## EXERCISE BRIEF
Exclude the pictures and repeat all of the data exactly.

:: SUPPLIED DATA

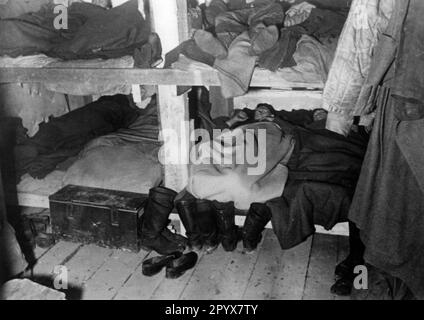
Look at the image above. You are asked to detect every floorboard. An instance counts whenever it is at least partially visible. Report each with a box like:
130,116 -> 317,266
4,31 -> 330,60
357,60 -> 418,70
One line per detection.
113,251 -> 169,300
334,235 -> 350,301
179,245 -> 235,300
242,230 -> 312,300
302,234 -> 338,300
32,241 -> 82,276
150,250 -> 205,300
84,249 -> 150,300
203,241 -> 261,300
271,237 -> 313,300
34,245 -> 51,261
25,233 -> 349,300
63,244 -> 113,299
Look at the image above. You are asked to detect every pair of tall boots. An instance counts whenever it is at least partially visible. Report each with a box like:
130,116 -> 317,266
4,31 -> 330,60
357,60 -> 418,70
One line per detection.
139,187 -> 272,255
139,187 -> 187,255
176,196 -> 241,253
177,197 -> 272,253
176,197 -> 220,253
212,201 -> 240,252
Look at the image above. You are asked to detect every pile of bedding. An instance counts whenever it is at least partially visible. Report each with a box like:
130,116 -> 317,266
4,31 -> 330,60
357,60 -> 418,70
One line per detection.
190,102 -> 367,250
13,94 -> 139,180
171,34 -> 338,89
0,0 -> 161,96
0,0 -> 149,60
166,0 -> 347,98
187,121 -> 293,210
62,98 -> 163,193
4,95 -> 162,197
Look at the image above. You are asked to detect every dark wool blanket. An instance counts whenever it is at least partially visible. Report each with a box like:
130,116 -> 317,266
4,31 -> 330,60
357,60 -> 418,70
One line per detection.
266,110 -> 367,250
0,0 -> 150,60
14,95 -> 138,180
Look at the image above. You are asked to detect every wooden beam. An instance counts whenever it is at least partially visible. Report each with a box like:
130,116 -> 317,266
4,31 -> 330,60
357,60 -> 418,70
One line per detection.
0,68 -> 324,90
234,89 -> 323,111
157,85 -> 190,192
149,0 -> 192,192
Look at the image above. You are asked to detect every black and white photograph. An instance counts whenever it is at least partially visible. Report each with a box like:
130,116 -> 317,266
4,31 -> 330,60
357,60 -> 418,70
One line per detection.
0,0 -> 422,305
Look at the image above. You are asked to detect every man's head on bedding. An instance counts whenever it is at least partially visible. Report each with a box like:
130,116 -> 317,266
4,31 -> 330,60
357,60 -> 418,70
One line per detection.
229,103 -> 275,123
254,103 -> 276,121
227,104 -> 327,130
312,108 -> 328,122
255,104 -> 328,122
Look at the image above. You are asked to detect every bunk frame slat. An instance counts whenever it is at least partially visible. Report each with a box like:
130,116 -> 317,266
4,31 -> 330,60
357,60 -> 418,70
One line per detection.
0,67 -> 324,90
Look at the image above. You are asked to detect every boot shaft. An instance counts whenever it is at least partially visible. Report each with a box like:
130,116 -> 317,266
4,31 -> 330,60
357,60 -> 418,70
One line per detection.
213,201 -> 236,232
147,186 -> 178,209
142,186 -> 178,237
176,200 -> 198,234
140,187 -> 185,255
196,200 -> 217,233
242,203 -> 271,252
243,203 -> 272,236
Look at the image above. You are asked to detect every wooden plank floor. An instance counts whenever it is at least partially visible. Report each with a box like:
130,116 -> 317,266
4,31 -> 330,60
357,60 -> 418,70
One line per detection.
26,231 -> 349,300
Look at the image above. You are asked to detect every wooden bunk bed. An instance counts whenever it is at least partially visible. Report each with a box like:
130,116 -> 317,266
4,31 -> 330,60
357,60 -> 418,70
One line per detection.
0,0 -> 347,236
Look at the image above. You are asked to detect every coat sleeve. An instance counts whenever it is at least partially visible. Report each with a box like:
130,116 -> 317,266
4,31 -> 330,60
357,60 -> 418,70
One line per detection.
322,0 -> 394,135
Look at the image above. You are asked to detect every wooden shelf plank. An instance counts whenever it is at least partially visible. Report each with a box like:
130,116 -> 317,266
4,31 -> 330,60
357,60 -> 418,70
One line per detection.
0,68 -> 324,90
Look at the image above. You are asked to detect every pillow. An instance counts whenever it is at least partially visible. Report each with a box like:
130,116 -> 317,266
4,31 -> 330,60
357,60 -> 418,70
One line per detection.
62,140 -> 163,194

::::

## SOLUTION TO THIS PROBLEM
Look at the image above. You are asked to detect every floorboard. An instance counts whenever it is at least partially visible. Report each with a box like:
130,116 -> 317,266
4,31 -> 330,60
357,60 -> 418,70
One line per detection.
113,251 -> 169,300
334,235 -> 350,301
179,245 -> 235,300
242,230 -> 312,300
302,234 -> 338,300
32,241 -> 82,276
150,250 -> 205,300
84,249 -> 150,300
203,241 -> 261,300
271,237 -> 313,300
34,245 -> 51,261
25,233 -> 349,300
63,244 -> 113,299
Look at the image above. You are asked to detect every pair of tall boots. An instance counts whenever it is at least partially visible. Report each with a box like:
130,116 -> 317,266
4,31 -> 330,60
357,60 -> 418,70
One line per detection.
139,187 -> 272,255
139,187 -> 187,255
176,196 -> 241,253
177,197 -> 272,253
176,197 -> 220,253
212,201 -> 240,252
Look at the image above. You are asked to detect every pile of bedding. An instance counts whenever it is at least partially visible. Report each with a box like:
130,116 -> 317,266
4,31 -> 330,60
357,60 -> 418,70
One line per detection.
190,102 -> 367,250
13,94 -> 139,180
171,34 -> 338,89
0,0 -> 161,96
0,0 -> 149,60
166,0 -> 347,98
187,121 -> 293,210
62,98 -> 163,193
4,95 -> 162,197
Look at the image above. You are asked to detect every dark wool blanket. An instance counts whenever it is at least partially visible. Report each with a box like:
130,116 -> 317,266
4,31 -> 330,60
357,60 -> 418,70
One line per detection.
266,110 -> 367,250
0,0 -> 150,60
14,95 -> 138,180
Look at the image above. You are asked to detect every wooden beam. An instance counts whenever it is at least partially visible. Report each with a box like:
130,116 -> 317,266
4,31 -> 330,60
357,60 -> 418,70
One line per detection.
0,68 -> 324,90
234,89 -> 323,111
157,85 -> 190,192
149,0 -> 192,192
Look at the image above. You are asked to detect every black and white photograph. An instance counts whenever it is at least partially visible. Report each with a box like:
130,116 -> 317,266
4,31 -> 330,60
357,60 -> 418,70
One line per detection.
0,0 -> 422,305
Look at the image above. You are asked to detect every man's head on bedding. An instance counts whenever it is at least partially visible. Report each with a box like:
130,116 -> 317,266
4,31 -> 330,60
357,60 -> 418,70
One line per detection.
229,103 -> 275,123
254,103 -> 276,121
227,104 -> 327,130
312,108 -> 328,122
255,104 -> 328,122
Look at the image above. You are asked to detect every bunk frame slat. An instance counts whenever it is at least partially visible. Report each with a box like:
130,116 -> 317,266
4,31 -> 330,60
357,60 -> 418,70
One line per detection.
0,67 -> 324,90
Look at the image above. You are asked to detect every boot shaft. An instance counts whenever it is at least partially visible. Report each with a box like:
130,116 -> 317,266
4,31 -> 330,60
357,60 -> 418,70
One line per detection.
213,201 -> 236,232
147,186 -> 178,209
142,186 -> 178,237
176,200 -> 198,234
140,187 -> 185,255
196,200 -> 217,233
242,203 -> 271,252
243,203 -> 272,236
Look at the image above. You are asked to detect every wooden plank floor. An instance counts whenever it is at least partially visible. Report each with a box like:
130,116 -> 317,266
4,31 -> 330,60
357,60 -> 418,70
One line per detection.
26,231 -> 349,300
Look at the image above. You are asked to detect every wooden bunk bed. An instance counts whenever it is at least partially visible. Report each with a box like:
130,116 -> 317,266
4,31 -> 330,60
357,60 -> 418,70
One line per detection.
0,0 -> 347,236
Look at the image above. You are asked to detect every coat sleeve. An instance counts whenever it is at least partially visible. Report each with a box like:
130,116 -> 317,266
4,31 -> 330,60
357,60 -> 418,70
One line per detection.
322,0 -> 394,135
Look at the image above. You are asked to detect every wooden shelf plank. An instance counts whenever it is at least partially visible. Report each with a box like:
130,116 -> 317,266
4,31 -> 330,60
357,60 -> 418,70
One line per detection.
0,68 -> 324,90
Look at the image above. You are asked to detect every pillow. An instance counts whenever it is at least partially visible. Report each with a box like:
130,116 -> 317,266
4,31 -> 330,60
357,60 -> 418,70
One line per detection.
62,140 -> 163,194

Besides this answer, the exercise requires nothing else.